■ Directions ■
Leave out the pictures and transcribe everything else exactly.

[A block of data]
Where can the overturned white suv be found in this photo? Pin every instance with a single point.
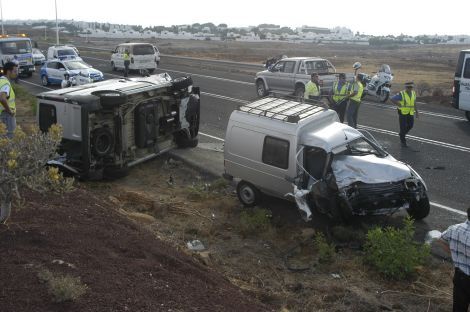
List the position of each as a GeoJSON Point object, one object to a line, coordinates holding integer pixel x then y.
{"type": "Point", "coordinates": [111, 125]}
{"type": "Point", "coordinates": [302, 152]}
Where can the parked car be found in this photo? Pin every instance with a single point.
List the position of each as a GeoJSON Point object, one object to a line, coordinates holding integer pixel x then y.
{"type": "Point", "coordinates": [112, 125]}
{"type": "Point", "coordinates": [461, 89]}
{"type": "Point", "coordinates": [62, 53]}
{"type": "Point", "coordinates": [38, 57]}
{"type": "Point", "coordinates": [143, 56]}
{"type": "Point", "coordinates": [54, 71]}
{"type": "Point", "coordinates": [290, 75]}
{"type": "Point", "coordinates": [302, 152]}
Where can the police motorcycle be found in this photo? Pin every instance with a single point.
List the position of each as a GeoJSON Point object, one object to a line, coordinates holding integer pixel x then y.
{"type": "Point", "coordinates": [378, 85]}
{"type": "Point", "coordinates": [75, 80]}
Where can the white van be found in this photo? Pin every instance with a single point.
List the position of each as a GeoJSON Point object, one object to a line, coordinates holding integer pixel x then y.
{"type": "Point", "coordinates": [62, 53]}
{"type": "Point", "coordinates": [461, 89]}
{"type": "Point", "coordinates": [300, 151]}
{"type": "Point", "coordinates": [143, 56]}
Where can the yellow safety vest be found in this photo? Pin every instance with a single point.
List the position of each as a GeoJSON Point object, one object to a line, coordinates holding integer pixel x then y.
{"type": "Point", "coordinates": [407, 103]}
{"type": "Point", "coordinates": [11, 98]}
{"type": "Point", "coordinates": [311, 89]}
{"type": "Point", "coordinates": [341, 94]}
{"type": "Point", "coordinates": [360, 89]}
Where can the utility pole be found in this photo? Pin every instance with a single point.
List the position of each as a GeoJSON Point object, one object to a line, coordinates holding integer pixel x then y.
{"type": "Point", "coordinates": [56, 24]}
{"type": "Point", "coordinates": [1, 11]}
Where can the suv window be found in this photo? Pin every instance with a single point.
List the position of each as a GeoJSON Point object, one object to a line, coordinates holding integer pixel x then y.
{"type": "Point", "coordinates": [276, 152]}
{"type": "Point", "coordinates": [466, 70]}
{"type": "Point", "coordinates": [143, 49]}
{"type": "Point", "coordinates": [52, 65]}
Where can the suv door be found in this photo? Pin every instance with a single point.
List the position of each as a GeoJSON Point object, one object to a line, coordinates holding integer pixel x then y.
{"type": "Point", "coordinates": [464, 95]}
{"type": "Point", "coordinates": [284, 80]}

■ Worked solution ■
Where can the overturned white suv be found in this photo? Pin every instance with a single point.
List the position of each as a GeoJSON Point object, one object to a line, coordinates holding integer pixel x then y.
{"type": "Point", "coordinates": [111, 125]}
{"type": "Point", "coordinates": [302, 152]}
Where can the parked car be found in this photo? Pin every instance with a single point.
List the position of each as a GeoJSON Point object, one object to a line, coordinates holding integer pixel x then y.
{"type": "Point", "coordinates": [112, 125]}
{"type": "Point", "coordinates": [461, 89]}
{"type": "Point", "coordinates": [62, 53]}
{"type": "Point", "coordinates": [38, 57]}
{"type": "Point", "coordinates": [143, 56]}
{"type": "Point", "coordinates": [54, 71]}
{"type": "Point", "coordinates": [290, 75]}
{"type": "Point", "coordinates": [302, 152]}
Where can the police motorcycle be found in this photo? Pin every instance with a single point.
List the position of each as a GeoJSON Point object, one object to a line, coordinates holding integer pixel x then y.
{"type": "Point", "coordinates": [378, 85]}
{"type": "Point", "coordinates": [75, 80]}
Where can the white van be found in this photo? Pin every instance with a single point.
List the position of each as a GeoJSON Point object, one object to a line, coordinates holding integer pixel x then y.
{"type": "Point", "coordinates": [62, 53]}
{"type": "Point", "coordinates": [461, 89]}
{"type": "Point", "coordinates": [300, 151]}
{"type": "Point", "coordinates": [143, 56]}
Where can the yellow safety vest be found in this photo? Pin every instance with a single point.
List the position of each as a GeoJSON Point object, one object to a line, coordinates holding integer pixel x then y.
{"type": "Point", "coordinates": [407, 103]}
{"type": "Point", "coordinates": [11, 98]}
{"type": "Point", "coordinates": [311, 89]}
{"type": "Point", "coordinates": [341, 94]}
{"type": "Point", "coordinates": [360, 89]}
Where can the utility pole be found in this photo? Pin every instance with a single point.
List the position of each as a GeoJSON Point object, one object to a line, coordinates holding integer pixel x then y.
{"type": "Point", "coordinates": [56, 24]}
{"type": "Point", "coordinates": [1, 11]}
Where can the suv window be found in this photo? Pin every instance with a single point.
List the position of each as a GeoJSON Point object, one object to a line, coordinates holding integer pixel x then y.
{"type": "Point", "coordinates": [276, 152]}
{"type": "Point", "coordinates": [466, 70]}
{"type": "Point", "coordinates": [143, 49]}
{"type": "Point", "coordinates": [52, 65]}
Where can the suv door be found in this photo? Pin every instance with a single point.
List the position of each as a GeoJSON Point object, one object to a line, coordinates holding integer pixel x then y.
{"type": "Point", "coordinates": [464, 95]}
{"type": "Point", "coordinates": [284, 80]}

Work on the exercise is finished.